THE TASK ▸ Copy all of the items below, requests included, and shift every coordinate in the answers by -128. Leave the pictures out of your copy.

━━━ DATASET RECORDS ━━━

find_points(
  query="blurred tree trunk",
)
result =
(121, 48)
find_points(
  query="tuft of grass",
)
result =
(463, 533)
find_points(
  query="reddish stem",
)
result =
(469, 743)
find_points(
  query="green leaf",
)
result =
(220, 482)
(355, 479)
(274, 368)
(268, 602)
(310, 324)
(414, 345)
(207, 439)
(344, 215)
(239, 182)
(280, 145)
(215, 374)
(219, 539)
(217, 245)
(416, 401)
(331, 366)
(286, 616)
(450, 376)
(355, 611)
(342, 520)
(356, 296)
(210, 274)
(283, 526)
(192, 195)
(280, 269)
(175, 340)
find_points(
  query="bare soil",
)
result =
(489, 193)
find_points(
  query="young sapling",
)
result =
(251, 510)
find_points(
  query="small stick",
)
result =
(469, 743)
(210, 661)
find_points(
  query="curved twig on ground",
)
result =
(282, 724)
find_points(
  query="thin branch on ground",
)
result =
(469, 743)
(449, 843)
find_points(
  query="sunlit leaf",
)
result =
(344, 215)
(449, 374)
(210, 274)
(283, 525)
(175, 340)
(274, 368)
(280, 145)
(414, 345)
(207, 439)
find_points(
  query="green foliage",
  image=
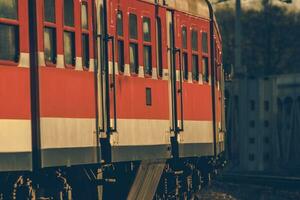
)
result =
(270, 43)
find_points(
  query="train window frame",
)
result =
(69, 29)
(85, 36)
(159, 50)
(204, 42)
(14, 23)
(147, 46)
(120, 42)
(185, 53)
(50, 25)
(134, 45)
(195, 54)
(205, 69)
(133, 26)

━━━

CORRECT RESULT ▸
find_points(
  query="blurred tree trunk",
)
result =
(-7, -80)
find_points(
  query="tuft of grass",
)
result =
(335, 405)
find_points(
  query="reddish stem",
)
result =
(341, 615)
find_points(
  query="green leaf",
)
result =
(92, 354)
(227, 351)
(146, 240)
(140, 474)
(182, 196)
(286, 217)
(79, 311)
(216, 87)
(111, 54)
(152, 17)
(87, 246)
(91, 411)
(89, 117)
(288, 273)
(203, 238)
(158, 488)
(322, 248)
(227, 483)
(214, 392)
(228, 168)
(82, 146)
(155, 398)
(64, 67)
(152, 141)
(47, 212)
find_points(
  query="bare soil",
)
result =
(361, 65)
find_points(
  query="young sapling",
)
result =
(123, 382)
find_points(
  query="small stick",
)
result =
(341, 615)
(82, 533)
find_points(
  query="curved twig on ground",
)
result =
(154, 596)
find_points(
  query="thin branch on ground",
)
result =
(341, 615)
(321, 715)
find_points(
  query="sunlit leaf",
)
result =
(216, 87)
(321, 246)
(82, 146)
(155, 397)
(47, 212)
(146, 240)
(152, 17)
(286, 217)
(79, 311)
find_points(
  query="green foliage",
  image=
)
result =
(142, -85)
find_points(
  query="train window frame",
)
result =
(-59, -99)
(-43, -92)
(31, -78)
(76, -86)
(-114, -105)
(19, -82)
(-8, -86)
(57, -75)
(-78, -103)
(6, -83)
(67, -74)
(77, -59)
(5, -102)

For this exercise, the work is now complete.